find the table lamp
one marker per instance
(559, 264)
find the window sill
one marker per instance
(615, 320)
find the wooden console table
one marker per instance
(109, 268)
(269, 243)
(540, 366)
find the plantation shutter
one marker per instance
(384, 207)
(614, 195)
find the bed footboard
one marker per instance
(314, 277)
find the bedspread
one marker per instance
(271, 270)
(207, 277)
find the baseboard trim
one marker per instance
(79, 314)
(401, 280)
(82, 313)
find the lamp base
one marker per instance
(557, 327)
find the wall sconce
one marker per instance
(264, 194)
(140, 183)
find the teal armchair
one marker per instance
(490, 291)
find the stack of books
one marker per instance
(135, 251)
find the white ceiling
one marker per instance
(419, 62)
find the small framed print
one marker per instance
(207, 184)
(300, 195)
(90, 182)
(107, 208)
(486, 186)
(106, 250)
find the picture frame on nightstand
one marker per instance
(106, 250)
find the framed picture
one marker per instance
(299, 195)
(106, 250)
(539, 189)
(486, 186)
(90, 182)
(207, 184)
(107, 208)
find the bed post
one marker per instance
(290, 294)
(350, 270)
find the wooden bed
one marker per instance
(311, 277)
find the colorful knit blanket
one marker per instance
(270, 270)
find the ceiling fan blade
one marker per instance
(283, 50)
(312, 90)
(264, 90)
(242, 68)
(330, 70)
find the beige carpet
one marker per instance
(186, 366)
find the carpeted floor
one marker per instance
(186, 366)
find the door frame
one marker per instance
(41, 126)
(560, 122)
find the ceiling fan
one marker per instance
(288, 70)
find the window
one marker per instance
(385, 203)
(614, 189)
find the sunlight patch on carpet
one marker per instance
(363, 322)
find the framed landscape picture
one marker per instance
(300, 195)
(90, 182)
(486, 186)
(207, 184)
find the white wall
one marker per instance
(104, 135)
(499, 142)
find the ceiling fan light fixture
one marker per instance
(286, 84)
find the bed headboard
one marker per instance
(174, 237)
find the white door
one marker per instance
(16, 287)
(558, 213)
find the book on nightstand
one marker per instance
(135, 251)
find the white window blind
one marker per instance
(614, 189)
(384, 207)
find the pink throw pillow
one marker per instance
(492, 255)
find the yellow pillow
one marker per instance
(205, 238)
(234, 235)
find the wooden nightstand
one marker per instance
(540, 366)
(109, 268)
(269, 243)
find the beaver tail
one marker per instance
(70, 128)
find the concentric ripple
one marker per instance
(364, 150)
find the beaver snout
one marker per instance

.....

Aim - Output every line of the data above as a Markdown table with two columns, No. and Line, numbering the rows in order and omitting any blank lines.

Complete response -
| No. | Line |
|---|---|
| 1 | find the table lamp |
| 2 | one marker per instance |
| 3 | (559, 264) |
| 4 | find the window sill |
| 5 | one marker per instance |
| 6 | (615, 320) |
| 7 | find the wooden console table |
| 8 | one marker per instance |
| 9 | (109, 268) |
| 10 | (269, 243) |
| 11 | (540, 366) |
| 12 | find the plantation shutter |
| 13 | one marker per instance |
| 14 | (384, 207) |
| 15 | (614, 195) |
| 16 | find the bed footboard |
| 17 | one marker per instance |
| 18 | (314, 277) |
| 19 | find the bedspread |
| 20 | one marker per instance |
| 21 | (271, 270) |
| 22 | (207, 277) |
| 23 | find the baseboard trim |
| 24 | one marker per instance |
| 25 | (79, 314) |
| 26 | (401, 280) |
| 27 | (82, 313) |
| 28 | find the lamp base |
| 29 | one marker per instance |
| 30 | (557, 327) |
| 31 | find the wall sconce |
| 32 | one marker per instance |
| 33 | (264, 194) |
| 34 | (140, 183) |
| 35 | find the teal armchair |
| 36 | one marker per instance |
| 37 | (490, 291) |
| 38 | find the stack of books |
| 39 | one marker per instance |
| 40 | (135, 251) |
| 41 | find the white ceiling |
| 42 | one marker per instance |
| 43 | (419, 62) |
| 44 | find the small framed print |
| 45 | one marker per instance |
| 46 | (207, 184) |
| 47 | (300, 195) |
| 48 | (90, 182) |
| 49 | (107, 208) |
| 50 | (486, 186) |
| 51 | (106, 250) |
| 52 | find the picture frame on nightstand |
| 53 | one marker per instance |
| 54 | (106, 250) |
| 55 | find the framed picture |
| 56 | one marker per instance |
| 57 | (299, 195) |
| 58 | (106, 250) |
| 59 | (539, 189) |
| 60 | (486, 186) |
| 61 | (90, 182) |
| 62 | (207, 184) |
| 63 | (107, 208) |
| 64 | find the bed post |
| 65 | one marker per instance |
| 66 | (290, 294) |
| 67 | (350, 270) |
| 68 | find the wooden bed |
| 69 | one marker per instance |
| 70 | (311, 277) |
| 71 | find the colorful knit blanket |
| 72 | one marker per instance |
| 73 | (270, 270) |
| 74 | find the ceiling fan blade |
| 75 | one marker per instance |
| 76 | (283, 50) |
| 77 | (312, 90) |
| 78 | (264, 90) |
| 79 | (242, 68) |
| 80 | (330, 70) |
| 81 | find the beige carpet |
| 82 | one marker per instance |
| 83 | (186, 366) |
| 84 | find the carpeted floor |
| 85 | one marker per instance |
| 86 | (186, 366) |
| 87 | find the door frame |
| 88 | one marker per instance |
| 89 | (41, 126) |
| 90 | (560, 122) |
| 91 | find the ceiling fan |
| 92 | one marker per instance |
| 93 | (288, 70) |
| 94 | find the window |
| 95 | one marker per instance |
| 96 | (385, 203) |
| 97 | (614, 189) |
| 98 | find the sunlight patch on carpet |
| 99 | one marker per instance |
| 100 | (363, 322) |
| 101 | find the framed landscape picture |
| 102 | one marker per instance |
| 103 | (300, 195) |
| 104 | (90, 182) |
| 105 | (486, 186) |
| 106 | (207, 184) |
| 107 | find the white wall |
| 108 | one marker per instance |
| 109 | (104, 135) |
| 110 | (499, 142) |
| 111 | find the ceiling fan light fixture |
| 112 | one marker per instance |
| 113 | (286, 84) |
| 114 | find the bed headboard |
| 115 | one marker per instance |
| 116 | (174, 237) |
| 117 | find the white door |
| 118 | one marker per instance |
| 119 | (16, 287) |
| 120 | (558, 213) |
| 121 | find the book on nightstand |
| 122 | one marker per instance |
| 123 | (135, 251) |
| 124 | find the white window blind |
| 125 | one marker per instance |
| 126 | (614, 189) |
| 127 | (384, 207) |
| 128 | find the pink throw pillow |
| 129 | one marker per instance |
| 130 | (492, 255) |
| 131 | find the yellow pillow |
| 132 | one marker per instance |
| 133 | (205, 238) |
| 134 | (234, 235) |
| 135 | find the wooden nightstand |
| 136 | one marker per instance |
| 137 | (540, 366) |
| 138 | (109, 268) |
| 139 | (269, 243) |
| 140 | find the beaver tail |
| 141 | one marker per instance |
| 142 | (70, 128) |
| 143 | find the concentric ripple |
| 144 | one marker per instance |
| 145 | (364, 150) |
| 146 | find the beaver snout |
| 147 | one marker per instance |